>> Start DATA LISTING
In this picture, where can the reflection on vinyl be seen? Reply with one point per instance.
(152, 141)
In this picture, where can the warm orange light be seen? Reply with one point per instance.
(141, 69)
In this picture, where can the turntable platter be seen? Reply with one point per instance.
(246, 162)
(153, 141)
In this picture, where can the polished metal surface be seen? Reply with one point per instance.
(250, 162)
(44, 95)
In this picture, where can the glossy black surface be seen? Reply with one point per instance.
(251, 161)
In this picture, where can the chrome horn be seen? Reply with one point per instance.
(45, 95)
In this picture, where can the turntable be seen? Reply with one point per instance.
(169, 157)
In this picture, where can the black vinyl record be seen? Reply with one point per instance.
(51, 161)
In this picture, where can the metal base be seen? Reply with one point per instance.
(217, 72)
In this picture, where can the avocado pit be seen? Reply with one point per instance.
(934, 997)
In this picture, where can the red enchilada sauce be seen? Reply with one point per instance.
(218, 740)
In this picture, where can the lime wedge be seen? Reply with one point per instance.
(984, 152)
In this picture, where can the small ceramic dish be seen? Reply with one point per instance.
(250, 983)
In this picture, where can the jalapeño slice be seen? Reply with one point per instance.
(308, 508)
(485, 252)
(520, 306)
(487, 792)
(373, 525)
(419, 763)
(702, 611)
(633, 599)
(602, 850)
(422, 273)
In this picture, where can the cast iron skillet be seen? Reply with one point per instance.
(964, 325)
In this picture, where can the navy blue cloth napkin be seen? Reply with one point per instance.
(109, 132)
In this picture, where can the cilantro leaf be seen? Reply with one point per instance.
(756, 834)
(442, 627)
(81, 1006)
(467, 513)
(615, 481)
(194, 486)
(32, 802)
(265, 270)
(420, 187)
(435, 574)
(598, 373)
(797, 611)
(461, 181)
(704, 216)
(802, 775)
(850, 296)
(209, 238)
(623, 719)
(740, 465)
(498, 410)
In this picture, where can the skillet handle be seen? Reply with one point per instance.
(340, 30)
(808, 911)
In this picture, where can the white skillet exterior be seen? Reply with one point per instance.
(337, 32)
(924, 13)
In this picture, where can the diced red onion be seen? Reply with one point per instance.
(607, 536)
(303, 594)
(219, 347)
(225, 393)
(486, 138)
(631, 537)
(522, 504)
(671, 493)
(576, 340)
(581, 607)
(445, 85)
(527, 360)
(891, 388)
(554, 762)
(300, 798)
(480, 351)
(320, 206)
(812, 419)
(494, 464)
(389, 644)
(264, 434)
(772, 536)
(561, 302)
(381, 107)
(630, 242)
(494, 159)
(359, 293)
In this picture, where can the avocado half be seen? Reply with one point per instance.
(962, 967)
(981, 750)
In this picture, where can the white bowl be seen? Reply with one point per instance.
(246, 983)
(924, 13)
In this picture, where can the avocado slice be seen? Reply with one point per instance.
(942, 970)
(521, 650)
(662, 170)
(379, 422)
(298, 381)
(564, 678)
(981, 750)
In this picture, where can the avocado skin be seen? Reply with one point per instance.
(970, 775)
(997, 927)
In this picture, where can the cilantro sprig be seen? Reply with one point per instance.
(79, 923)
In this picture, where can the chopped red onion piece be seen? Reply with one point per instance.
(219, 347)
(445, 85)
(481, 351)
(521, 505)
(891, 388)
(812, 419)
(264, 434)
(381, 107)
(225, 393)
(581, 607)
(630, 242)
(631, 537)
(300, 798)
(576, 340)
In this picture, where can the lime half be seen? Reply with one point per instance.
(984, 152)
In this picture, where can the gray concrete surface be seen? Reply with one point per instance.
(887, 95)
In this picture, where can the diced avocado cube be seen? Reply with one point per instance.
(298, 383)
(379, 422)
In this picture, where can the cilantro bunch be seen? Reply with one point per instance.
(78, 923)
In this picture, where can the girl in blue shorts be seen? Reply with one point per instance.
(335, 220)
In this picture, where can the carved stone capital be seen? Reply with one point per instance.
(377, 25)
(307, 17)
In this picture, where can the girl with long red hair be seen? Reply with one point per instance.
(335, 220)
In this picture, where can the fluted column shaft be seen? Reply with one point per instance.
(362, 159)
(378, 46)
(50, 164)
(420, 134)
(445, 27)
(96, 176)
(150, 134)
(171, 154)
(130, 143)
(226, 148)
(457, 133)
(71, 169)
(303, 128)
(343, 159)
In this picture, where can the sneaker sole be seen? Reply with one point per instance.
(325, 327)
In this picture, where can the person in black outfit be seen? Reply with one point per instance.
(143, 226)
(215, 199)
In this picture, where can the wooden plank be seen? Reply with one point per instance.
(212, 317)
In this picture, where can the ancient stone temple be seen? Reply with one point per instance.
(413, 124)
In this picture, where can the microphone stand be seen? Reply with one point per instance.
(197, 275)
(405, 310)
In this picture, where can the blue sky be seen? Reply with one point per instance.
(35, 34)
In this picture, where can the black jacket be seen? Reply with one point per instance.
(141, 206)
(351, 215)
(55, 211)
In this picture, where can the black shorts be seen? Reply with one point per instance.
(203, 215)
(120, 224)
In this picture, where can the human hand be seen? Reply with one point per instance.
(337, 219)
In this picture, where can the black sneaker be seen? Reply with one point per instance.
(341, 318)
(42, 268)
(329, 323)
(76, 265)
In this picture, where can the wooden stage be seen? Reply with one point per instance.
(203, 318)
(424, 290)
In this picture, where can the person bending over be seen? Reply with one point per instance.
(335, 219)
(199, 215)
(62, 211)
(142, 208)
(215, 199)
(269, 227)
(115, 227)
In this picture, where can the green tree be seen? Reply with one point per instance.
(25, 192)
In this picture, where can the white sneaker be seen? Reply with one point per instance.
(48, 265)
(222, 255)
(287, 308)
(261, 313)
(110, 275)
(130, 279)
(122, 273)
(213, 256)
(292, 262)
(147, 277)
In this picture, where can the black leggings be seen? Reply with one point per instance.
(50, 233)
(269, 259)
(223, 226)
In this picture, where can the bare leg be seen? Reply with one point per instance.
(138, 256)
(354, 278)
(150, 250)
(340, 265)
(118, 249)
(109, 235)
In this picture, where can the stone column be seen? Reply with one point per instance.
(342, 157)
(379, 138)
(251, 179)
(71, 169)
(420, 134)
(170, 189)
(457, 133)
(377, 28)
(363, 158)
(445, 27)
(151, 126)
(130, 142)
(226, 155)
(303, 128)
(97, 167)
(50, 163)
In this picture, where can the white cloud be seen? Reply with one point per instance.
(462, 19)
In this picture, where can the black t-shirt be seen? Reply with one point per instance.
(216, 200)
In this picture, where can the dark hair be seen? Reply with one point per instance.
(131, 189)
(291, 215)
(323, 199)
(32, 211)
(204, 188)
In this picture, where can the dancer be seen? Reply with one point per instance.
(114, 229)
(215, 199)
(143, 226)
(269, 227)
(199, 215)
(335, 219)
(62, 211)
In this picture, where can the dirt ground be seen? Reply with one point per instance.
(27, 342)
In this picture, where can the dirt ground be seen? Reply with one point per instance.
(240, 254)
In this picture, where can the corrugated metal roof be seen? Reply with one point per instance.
>> End DATA LISTING
WHAT IS NEEDED:
Exactly as written, give the line containing "In this picture, where can the white cloud" and all remaining lines of the records.

OUTPUT BELOW:
In this picture, where can the white cloud be seen? Reply with one point per instance.
(462, 19)
In this picture, where can the black t-shirt be seen? Reply with one point per instance.
(216, 200)
In this picture, where can the dark hair be seen? Reply with one point per instance.
(131, 189)
(291, 215)
(323, 199)
(32, 211)
(204, 188)
In this picture, where can the dancer be seen? Reply with one point per instance.
(114, 229)
(215, 199)
(143, 226)
(269, 227)
(199, 215)
(335, 219)
(62, 211)
In this picture, where can the dirt ground be seen? Reply with one point per instance.
(27, 342)
In this picture, where can the dirt ground be seen? Reply with one point per instance.
(240, 254)
In this picture, where can the corrugated metal roof be seen? Reply with one point per instance.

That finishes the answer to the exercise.